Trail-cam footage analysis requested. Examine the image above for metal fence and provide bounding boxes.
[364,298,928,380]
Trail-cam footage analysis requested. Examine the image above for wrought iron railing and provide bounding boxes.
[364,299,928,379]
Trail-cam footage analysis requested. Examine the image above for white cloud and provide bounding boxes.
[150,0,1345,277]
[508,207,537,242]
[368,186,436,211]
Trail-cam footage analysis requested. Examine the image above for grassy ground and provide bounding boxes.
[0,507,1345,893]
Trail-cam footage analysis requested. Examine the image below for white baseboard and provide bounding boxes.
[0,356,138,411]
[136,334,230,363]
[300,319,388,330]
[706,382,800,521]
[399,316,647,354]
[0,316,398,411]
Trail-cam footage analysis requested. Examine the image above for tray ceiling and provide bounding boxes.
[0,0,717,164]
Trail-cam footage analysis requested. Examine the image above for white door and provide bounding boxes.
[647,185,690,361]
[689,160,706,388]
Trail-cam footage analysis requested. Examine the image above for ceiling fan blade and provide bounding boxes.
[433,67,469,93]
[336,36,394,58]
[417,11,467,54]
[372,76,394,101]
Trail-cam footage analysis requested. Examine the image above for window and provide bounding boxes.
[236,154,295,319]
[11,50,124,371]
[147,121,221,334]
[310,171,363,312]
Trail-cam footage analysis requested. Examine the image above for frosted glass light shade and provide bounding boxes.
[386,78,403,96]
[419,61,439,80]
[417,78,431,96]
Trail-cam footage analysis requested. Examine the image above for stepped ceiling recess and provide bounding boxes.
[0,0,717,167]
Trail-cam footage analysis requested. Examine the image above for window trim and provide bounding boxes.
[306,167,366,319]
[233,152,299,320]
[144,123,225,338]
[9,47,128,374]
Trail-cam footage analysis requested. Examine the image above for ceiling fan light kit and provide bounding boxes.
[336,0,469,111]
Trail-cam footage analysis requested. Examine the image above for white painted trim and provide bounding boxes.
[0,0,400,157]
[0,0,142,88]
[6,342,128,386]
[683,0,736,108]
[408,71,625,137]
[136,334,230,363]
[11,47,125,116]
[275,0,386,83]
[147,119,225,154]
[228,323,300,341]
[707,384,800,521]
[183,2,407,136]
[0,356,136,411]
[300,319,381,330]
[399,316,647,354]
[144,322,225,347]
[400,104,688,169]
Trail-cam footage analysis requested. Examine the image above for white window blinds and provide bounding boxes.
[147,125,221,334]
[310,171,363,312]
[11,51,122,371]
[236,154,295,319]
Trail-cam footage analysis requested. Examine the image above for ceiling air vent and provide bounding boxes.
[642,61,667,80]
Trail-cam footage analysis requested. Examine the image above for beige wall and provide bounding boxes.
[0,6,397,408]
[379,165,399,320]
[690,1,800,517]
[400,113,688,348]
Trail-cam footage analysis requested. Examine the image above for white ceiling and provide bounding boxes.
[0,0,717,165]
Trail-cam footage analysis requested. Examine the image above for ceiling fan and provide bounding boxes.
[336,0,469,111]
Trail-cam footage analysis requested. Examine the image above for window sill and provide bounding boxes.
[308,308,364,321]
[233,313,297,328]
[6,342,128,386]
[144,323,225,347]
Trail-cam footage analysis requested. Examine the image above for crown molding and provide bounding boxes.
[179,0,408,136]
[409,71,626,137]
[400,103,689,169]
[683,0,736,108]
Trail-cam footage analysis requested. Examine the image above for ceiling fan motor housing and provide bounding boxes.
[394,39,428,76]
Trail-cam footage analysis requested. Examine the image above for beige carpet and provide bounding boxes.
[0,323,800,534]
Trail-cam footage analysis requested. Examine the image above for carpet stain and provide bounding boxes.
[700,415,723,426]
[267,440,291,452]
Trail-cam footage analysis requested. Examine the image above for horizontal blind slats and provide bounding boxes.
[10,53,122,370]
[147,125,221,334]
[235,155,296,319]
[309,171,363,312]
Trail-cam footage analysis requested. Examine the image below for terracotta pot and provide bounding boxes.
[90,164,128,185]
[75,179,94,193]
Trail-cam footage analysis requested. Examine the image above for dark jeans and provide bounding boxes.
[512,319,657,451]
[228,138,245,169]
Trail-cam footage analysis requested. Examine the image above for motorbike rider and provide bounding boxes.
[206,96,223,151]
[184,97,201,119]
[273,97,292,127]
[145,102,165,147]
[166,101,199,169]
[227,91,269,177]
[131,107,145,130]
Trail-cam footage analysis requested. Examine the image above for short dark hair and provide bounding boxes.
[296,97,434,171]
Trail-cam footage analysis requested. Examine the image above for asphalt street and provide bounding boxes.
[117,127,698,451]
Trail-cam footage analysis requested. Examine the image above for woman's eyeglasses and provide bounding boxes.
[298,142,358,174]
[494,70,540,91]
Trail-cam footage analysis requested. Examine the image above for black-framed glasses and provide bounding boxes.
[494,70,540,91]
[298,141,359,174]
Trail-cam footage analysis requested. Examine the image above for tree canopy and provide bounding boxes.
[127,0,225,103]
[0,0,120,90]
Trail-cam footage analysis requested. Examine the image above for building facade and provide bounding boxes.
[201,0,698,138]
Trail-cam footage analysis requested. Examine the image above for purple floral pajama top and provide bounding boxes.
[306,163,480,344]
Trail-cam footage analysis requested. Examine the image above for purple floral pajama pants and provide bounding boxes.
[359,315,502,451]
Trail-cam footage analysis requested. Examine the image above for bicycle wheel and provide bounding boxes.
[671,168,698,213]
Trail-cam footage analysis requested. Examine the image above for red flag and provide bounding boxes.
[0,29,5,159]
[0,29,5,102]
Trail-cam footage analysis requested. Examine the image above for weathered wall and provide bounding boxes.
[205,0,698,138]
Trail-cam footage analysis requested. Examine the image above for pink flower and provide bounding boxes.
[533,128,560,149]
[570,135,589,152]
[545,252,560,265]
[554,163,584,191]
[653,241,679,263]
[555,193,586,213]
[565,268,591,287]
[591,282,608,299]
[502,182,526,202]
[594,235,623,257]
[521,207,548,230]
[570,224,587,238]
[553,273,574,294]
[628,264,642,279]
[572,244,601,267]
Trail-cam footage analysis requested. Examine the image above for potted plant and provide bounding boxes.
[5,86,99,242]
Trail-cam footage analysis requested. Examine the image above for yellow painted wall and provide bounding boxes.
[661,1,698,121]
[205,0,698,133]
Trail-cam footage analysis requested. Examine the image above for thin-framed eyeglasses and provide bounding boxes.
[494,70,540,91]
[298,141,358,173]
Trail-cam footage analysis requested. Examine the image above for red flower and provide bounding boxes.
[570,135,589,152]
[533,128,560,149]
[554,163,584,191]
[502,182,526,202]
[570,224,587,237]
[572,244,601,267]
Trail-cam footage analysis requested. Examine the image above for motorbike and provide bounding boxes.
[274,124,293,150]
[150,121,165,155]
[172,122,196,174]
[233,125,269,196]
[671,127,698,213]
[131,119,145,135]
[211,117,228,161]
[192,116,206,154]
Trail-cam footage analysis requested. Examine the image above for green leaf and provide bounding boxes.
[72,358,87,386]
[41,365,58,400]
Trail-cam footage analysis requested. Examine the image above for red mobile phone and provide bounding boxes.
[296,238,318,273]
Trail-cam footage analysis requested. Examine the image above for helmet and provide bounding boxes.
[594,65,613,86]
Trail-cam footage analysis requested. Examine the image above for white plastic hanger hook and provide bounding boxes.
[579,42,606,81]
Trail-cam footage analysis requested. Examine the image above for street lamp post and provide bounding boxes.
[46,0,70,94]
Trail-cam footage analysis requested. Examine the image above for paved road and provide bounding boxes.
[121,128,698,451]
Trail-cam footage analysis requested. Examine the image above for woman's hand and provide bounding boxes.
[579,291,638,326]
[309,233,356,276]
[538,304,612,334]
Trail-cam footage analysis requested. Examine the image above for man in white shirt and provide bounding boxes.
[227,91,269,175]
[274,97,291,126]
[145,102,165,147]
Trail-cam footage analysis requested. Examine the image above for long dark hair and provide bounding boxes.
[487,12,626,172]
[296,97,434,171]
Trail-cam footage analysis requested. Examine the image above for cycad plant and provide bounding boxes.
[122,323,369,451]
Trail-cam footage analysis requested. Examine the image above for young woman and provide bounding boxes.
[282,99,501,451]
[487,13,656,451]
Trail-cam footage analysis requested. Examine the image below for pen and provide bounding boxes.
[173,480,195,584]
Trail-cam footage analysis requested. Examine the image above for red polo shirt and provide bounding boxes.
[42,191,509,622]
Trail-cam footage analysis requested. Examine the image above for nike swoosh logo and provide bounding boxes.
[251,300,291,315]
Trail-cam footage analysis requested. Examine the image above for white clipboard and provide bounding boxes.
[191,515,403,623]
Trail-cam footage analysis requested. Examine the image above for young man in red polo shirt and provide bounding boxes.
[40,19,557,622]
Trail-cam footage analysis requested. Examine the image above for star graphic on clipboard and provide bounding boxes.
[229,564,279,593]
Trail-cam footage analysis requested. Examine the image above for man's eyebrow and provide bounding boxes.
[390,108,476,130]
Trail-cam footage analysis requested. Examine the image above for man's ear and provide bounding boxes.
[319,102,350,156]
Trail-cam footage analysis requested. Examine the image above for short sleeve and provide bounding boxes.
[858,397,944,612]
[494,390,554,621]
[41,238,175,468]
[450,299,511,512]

────────

• _Goal_: How many lines of the data above contain the word "wall"? Reply with the number only.

• _The reply_: 3